• **閱讀文字**

君子蘭
昔日修行在深山
偶有蘭香入夢恬
今夜隔帘聽風雨
蘭花君子兩茫然
空谷虛懷出深山
踏破芒鞋早忘年
蘭花若解君子意
香飄依舊笑安然
上面是黑龍江省雙城市農豐中學音樂教師付堯在失憶7年後想起了他於2004年2月12日晚寫給朋友的一首詩,那時他記憶清晰。
2004年2月24日付堯因堅持信仰被注射不明藥物後旋即失去記憶,在這七年中以往許多的記憶變成了空白,直至2011年4月23日晚在他恢復了部分記憶,而把他在遭注射不明藥物失去記憶前的個人遭遇記錄下來。
砰!驚悚的槍聲劃破了曠野的長空
2002年4月22日在黑龍江省農豐中學附近,一幫警察在野地裡追趕我。當時有警察喊:「付堯你也沒什麼大罪,我們跑不動了,你也別跑了,你再跑就開槍了。」我沒停下來,死命地繼續跑,突然聽到槍聲響,我被震住了,大腦一片空白,警察蜂擁而上抓住了我。當天,妻子與女兒也一同被抓。當時女兒同班一女生質問警察:「付娣也沒犯什麼法,為什麼抓她?」不料該女生也被抓,並被關押在農豐派出所。
酷刑逼迫承認煉法輪功有罪
警察將我們一家人──我和妻子陳芸霞、女兒付娣關押在雙城信合賓館。在那裡,他們用皮帶抽打我的腳心、後背,用竹子做的刑具夾斷了我妻子的手指,用下流的語言侮辱我的妻子和未成年的女兒,使用酷刑逼迫我們在假供詞上簽字,用暴力要我們承認煉法輪功是有罪的。

• **練習活動**
a: 依照付堯遭遇一文,判斷下列三項說法是否與原文相符,並各引原文中起決定作用的字句:(i) 付堯在2004年2月24日失去記憶;(ii) 付堯於2002年4月22日被抓時,妻子與女兒未被抓;(iii) 付堯一家人被關押在農豐派出所。
b: 列出付堯遭遇一文中所有寫明年、月、日的完整日期。
c: 從最後一句之後接著往下寫付堯遭遇一文。

區域指點資料
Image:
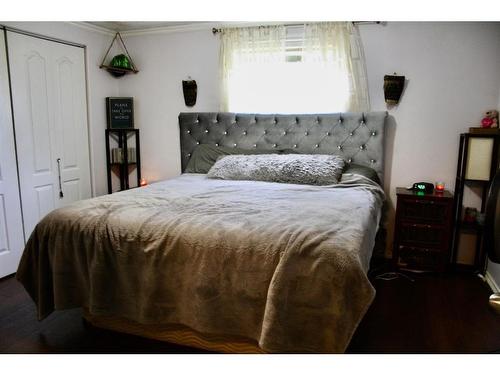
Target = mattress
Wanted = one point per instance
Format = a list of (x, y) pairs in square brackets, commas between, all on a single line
[(282, 265)]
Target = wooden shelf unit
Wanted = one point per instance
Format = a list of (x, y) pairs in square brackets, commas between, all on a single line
[(461, 227), (124, 168)]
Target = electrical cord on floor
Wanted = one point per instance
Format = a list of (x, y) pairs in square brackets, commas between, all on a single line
[(388, 276)]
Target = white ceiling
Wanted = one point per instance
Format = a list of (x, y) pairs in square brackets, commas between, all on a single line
[(140, 25)]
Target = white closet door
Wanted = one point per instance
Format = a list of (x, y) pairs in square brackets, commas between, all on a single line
[(50, 116), (11, 226)]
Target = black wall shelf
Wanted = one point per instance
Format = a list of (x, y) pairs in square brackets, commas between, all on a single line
[(120, 160)]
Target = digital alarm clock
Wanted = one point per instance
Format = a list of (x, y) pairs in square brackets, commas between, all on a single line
[(425, 187)]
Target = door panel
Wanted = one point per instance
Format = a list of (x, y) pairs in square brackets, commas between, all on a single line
[(71, 122), (38, 113), (50, 113), (31, 78), (11, 226)]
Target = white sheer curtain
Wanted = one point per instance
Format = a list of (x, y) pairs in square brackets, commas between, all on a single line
[(314, 68)]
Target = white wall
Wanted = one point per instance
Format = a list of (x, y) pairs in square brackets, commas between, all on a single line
[(494, 269), (452, 71), (100, 85), (164, 60), (453, 78)]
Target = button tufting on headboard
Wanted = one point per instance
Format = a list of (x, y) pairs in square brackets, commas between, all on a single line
[(357, 137)]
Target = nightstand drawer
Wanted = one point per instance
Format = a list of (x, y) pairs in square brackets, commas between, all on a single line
[(420, 258), (421, 210), (422, 235)]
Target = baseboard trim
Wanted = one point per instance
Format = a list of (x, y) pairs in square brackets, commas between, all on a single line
[(491, 282)]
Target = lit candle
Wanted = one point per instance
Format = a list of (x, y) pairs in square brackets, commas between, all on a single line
[(440, 186)]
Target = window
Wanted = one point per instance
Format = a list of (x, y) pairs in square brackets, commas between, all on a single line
[(292, 69)]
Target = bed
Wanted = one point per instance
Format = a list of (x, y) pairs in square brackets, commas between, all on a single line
[(228, 266)]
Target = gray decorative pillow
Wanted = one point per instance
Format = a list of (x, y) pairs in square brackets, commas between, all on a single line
[(291, 168)]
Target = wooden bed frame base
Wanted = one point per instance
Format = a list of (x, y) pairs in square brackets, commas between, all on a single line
[(177, 334)]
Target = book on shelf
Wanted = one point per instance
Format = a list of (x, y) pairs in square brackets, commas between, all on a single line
[(117, 155)]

• **本題答案**
a:
(i) 是。「2004年2月24日付堯因堅持信仰被注射不明藥物後旋即失去記憶」
(ii) 否。「當天,妻子與女兒也一同被抓。」
(iii) 否。「警察將我們一家人──我和妻子陳芸霞、女兒付娣關押在雙城信合賓館」

b: 2004年2月12日、2004年2月24日、2011年4月23日、2002年4月22日

c:
後來我被轉送到哈爾濱市萬家勞教所,他們不讓我上廁所、不讓喝水、不讓吃飽飯。並將我的被子送到地窖裡,晚上再讓我自己取回來蓋,被子濕的能攥出水來,陰冷刺骨,這要比不蓋被還冷。我六天六宿沒合眼,同時還要干很累眼睛的手工活,還要參加所謂的出操跑步集訓,超強度的體力和精神折磨使我感到身心受到極大的摧殘,但我仍忍淚含冤地向迫害我的人講述法輪功的善良及被抺黑的真相。
殺人不見血-林子勞教所陰毒的招兒
六天後我被轉到哈爾濱市長林子勞教所。這裡除了萬家勞教所使用的迫害手段外,獄警在每人身上用了一個更陰毒的招兒:到這裡的當天下午我們每個人都被剃了光頭,然後強迫我們在水房子裡脫光衣服排成隊蹲,獄警指使看水房的人(盜竊犯)往我們頭頂心上澆涼水,身體最好的人能挺過二十盆,一般人不到二十盆就昏死過去了,身體弱的就再也醒不過來了,這是長林子勞教所發明的最陰毒的害人辦法之一,殺人不見血,因為這樣折磨死的人身上沒有傷。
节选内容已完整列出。